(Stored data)
---+---

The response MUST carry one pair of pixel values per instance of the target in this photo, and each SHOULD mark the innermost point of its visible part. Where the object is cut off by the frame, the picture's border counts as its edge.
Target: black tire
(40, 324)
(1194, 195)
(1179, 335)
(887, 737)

---+---

### TASK DETAILS:
The data should be written out again in full, exactly as it stands.

### SOLVED PROBLEM:
The response MUST carry one pair of pixel values per instance of the target in this photo, and each SHOULD mark the innermost point of its visible part. Where the object is cut off by the frame, the picture's border counts as its edge.
Target: black tire
(40, 324)
(1194, 195)
(1179, 335)
(887, 737)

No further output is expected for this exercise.